STORED RECORDS:

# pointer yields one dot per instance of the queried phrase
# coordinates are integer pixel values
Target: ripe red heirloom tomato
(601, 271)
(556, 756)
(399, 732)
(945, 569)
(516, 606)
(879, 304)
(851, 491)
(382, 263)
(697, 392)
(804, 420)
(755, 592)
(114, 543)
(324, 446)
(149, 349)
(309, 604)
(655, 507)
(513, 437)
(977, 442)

EXERCISE INSTRUCTIONS:
Lay out every line of the records above as a numbered list, omitting any blank lines.

RESPONSE BELOW:
1. # pointer yields one dot per instance of the queried phrase
2. # coordinates are integer pixel values
3. Target: ripe red heirloom tomato
4. (601, 271)
5. (556, 756)
6. (399, 732)
7. (945, 569)
8. (516, 606)
9. (879, 304)
10. (851, 491)
11. (382, 263)
12. (697, 392)
13. (804, 420)
14. (755, 592)
15. (114, 543)
16. (324, 446)
17. (149, 349)
18. (309, 604)
19. (655, 507)
20. (513, 437)
21. (977, 442)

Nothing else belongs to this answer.